- Geselecteerde passage:
------------
Direct naar artikelinhoud
Geneeskunde

Iedereen wil kanker onderzoeken, behalve als die in de pancreas zit

ArnoBeeld AFP

Afgelopen weekend raakte bekend dat zanger Arno lijdt aan pancreaskanker. De ziekte wordt zeer dodelijk genoemd, quasi onbehandelbaar ook. Toch worden er opvallend weinig onderzoeksmiddelen voor vrijgemaakt. ‘Patiënten leven te kort om te lobbyen.’

Om en bij de 1.800 Belgen krijgen jaarlijks de diagnose van pancreaskanker of kanker van de alvleesklier. Zanger Arno maakte afgelopen weekend in De Standaard bekend dat hij een van hen is. De kanker bevindt zich in een vroeg stadium, in tegenstelling tot de kanker van PVDA-dokter Dirk Van Duppen, die terminaal is. In zijn afscheidsinterviews hekelde hij wel het gebrekkige onderzoek naar de behandeling van de ziekte. “Big pharma is daar niet in geïnteresseerd”, zei hij in De Morgen. “De tumor is te complex en er zijn te weinig zieken. De chemotherapie die ik nu krijg, is al meer dan 25 jaar dezelfde.” 

Die status quo is opmerkelijk, want pancreaskanker blijkt een van de meest agressieve kankers. Een grote meerderheid van de patiënten leeft na de diagnose niet langer dan drie jaar. Daar komt bij dat de ziekte aan een opmars bezig is. Voorspeld wordt dat ze tegen 2030 in de Westerse landen, na longkanker, het grootste aantal levens zal eisen.
------------
- Opdracht 1:
Geef het stuk uit het artikel over pancreaskanker letterlijk weer, te beginnen bij "Die status quo" en te eindigen bij "levens zal eisen.".
- Opdracht 2:
Hoeveel Belgen krijgen volgens het artikel over pancreaskanker elk jaar die diagnose?
- Opdracht 3:
Schrijf het volgende deel van het artikel over pancreaskanker, aansluitend op de laatste zin.

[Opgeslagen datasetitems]
------------
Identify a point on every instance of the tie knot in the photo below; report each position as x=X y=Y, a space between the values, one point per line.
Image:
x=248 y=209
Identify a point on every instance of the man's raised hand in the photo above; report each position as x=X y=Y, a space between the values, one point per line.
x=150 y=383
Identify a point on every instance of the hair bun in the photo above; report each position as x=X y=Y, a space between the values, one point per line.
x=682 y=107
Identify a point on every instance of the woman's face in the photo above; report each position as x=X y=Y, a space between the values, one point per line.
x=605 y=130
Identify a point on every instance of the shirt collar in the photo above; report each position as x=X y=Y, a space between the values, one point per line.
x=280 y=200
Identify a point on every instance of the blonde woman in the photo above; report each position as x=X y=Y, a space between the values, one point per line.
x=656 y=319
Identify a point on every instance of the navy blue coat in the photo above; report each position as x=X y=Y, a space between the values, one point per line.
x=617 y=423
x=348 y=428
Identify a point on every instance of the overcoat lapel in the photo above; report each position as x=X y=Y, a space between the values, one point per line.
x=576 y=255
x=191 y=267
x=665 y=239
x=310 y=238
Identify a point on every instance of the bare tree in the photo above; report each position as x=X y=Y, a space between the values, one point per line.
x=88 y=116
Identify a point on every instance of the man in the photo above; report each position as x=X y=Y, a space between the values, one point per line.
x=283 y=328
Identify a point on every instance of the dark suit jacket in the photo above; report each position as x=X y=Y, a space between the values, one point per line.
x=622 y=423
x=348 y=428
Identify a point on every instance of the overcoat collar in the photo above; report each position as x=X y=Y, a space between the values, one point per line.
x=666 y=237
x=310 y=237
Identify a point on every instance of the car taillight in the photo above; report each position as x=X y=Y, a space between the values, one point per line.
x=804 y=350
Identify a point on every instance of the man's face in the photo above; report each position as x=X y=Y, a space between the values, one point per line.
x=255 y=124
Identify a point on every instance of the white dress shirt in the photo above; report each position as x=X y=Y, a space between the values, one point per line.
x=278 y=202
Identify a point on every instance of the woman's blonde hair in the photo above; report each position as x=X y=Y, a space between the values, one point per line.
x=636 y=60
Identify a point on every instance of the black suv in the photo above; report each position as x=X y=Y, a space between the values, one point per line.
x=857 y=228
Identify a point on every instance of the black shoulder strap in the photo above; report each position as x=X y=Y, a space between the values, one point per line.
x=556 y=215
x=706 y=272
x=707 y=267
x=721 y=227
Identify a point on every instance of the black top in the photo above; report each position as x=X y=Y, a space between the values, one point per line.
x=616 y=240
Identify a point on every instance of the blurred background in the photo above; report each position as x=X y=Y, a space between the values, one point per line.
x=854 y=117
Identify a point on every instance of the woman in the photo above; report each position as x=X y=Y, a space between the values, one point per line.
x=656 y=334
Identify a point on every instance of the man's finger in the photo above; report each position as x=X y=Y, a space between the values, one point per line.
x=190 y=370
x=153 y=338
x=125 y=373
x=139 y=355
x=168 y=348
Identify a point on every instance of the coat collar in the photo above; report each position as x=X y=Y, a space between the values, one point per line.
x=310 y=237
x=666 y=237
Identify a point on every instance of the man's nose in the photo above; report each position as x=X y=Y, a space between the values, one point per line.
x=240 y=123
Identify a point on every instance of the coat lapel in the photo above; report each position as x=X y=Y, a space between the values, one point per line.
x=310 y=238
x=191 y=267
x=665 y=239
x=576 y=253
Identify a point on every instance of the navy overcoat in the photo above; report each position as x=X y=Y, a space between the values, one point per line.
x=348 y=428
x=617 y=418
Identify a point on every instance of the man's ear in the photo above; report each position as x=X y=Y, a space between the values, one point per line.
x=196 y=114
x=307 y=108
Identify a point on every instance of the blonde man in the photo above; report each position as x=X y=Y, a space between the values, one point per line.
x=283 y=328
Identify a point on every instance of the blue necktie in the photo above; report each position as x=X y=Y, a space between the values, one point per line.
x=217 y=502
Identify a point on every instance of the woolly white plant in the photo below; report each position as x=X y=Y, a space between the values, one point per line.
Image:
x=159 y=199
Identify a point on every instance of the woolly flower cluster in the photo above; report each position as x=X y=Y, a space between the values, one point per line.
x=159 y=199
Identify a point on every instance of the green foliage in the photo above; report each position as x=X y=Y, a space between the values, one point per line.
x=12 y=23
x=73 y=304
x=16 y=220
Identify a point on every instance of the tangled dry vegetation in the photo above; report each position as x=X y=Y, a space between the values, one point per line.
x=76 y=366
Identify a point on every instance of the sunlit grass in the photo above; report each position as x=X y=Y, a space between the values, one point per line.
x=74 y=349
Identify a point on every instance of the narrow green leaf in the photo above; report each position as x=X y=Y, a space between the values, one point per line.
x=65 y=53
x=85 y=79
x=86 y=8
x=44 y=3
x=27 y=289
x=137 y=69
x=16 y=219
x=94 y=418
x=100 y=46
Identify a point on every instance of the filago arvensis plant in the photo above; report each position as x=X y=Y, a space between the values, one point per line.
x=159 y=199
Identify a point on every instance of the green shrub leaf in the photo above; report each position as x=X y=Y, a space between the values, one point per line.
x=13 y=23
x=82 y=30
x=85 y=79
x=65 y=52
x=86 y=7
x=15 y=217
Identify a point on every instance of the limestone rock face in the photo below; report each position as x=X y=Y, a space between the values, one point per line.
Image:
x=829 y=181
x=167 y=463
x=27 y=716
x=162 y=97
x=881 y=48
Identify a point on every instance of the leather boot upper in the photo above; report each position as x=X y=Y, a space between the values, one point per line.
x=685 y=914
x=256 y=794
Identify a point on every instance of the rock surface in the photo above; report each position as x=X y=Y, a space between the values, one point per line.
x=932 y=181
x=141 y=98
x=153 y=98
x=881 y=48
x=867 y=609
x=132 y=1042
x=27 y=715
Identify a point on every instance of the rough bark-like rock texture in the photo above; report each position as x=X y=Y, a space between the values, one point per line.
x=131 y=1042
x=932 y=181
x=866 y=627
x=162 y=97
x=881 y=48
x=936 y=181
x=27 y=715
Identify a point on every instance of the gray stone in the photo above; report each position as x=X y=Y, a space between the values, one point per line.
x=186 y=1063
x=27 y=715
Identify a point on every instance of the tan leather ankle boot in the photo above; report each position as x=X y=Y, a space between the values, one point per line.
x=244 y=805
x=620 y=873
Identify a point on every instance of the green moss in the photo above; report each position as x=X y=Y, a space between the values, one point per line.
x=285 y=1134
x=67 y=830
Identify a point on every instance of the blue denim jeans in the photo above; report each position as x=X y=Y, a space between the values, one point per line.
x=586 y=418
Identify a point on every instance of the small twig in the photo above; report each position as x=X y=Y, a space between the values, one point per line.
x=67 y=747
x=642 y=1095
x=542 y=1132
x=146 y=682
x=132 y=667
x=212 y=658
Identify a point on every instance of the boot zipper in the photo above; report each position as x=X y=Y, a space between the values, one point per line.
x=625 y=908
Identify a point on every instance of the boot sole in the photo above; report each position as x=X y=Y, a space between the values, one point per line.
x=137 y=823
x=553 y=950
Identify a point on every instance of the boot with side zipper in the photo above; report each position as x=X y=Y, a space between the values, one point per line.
------------
- Schriftelijk antwoord 1:
Die status quo is opmerkelijk, want pancreaskanker blijkt een van de meest agressieve kankers. Een grote meerderheid van de patiënten leeft na de diagnose niet langer dan drie jaar. Daar komt bij dat de ziekte aan een opmars bezig is. Voorspeld wordt dat ze tegen 2030 in de Westerse landen, na longkanker, het grootste aantal levens zal eisen.

- Schriftelijk antwoord 2:
Om en bij de 1.800 Belgen.

- Schriftelijk antwoord 3:
Dirk Van Duppen, terminaal: "Big pharma is niet geïnteresseerd in pancreaskanker."Beeld Aurélie Geurts

Toch spreekt ook Ilse Rooman, professor aan het Laboratorium Medische en Moleculaire Oncologie (VUB) over “een historische verwaarlozing” als het over deze tumor gaat. Ze verwijst daarvoor onder meer naar het beperkte aantal patiëntengroepen of vertegenwoordigers die aan de alarmbel trekken, zeker in Europa. “Patiënten bevinden zich vaak in een te slechte fysieke toestand om werk van zo’n groep te maken. Ze leven vaak te kort om te lobbyen.” Nochtans kan dat wel een verschil maken, zegt ze, verwijzend naar onder meer borstkankerpatiënten en campagnes als Think Pink. “Het is wel degelijk een manier om extra fondsen te werven, aandacht te vragen van politici ook.”

Weinig kennis

Volgens pancreaschirurg en professor Baki Topal (UZ Leuven) is dat maar een klein deel van de verklaring. Volgens hem gaat het vooral om vraag en aanbod. Zo richtte hij recent nog het Pancreaskankerfonds op om meer onderzoeksmiddelen te verzamelen en samenwerkingen mogelijk te maken.

Topal benadrukt dat pancreaskanker een relatief zeldzame aandoening is, zeker in vergelijking met borst-, darm- of longkankers, die jaarlijks met een veelvoud van diagnoses gepaard gaan. “Dat maakt dat er ook minder artsen en onderzoekers gespecialiseerd zijn in pancreaskanker. En het zijn deze mensen die bij overheidsinstellingen en farmaceutische bedrijven om middelen vragen. Het economische en maatschappelijk belang ligt anders.”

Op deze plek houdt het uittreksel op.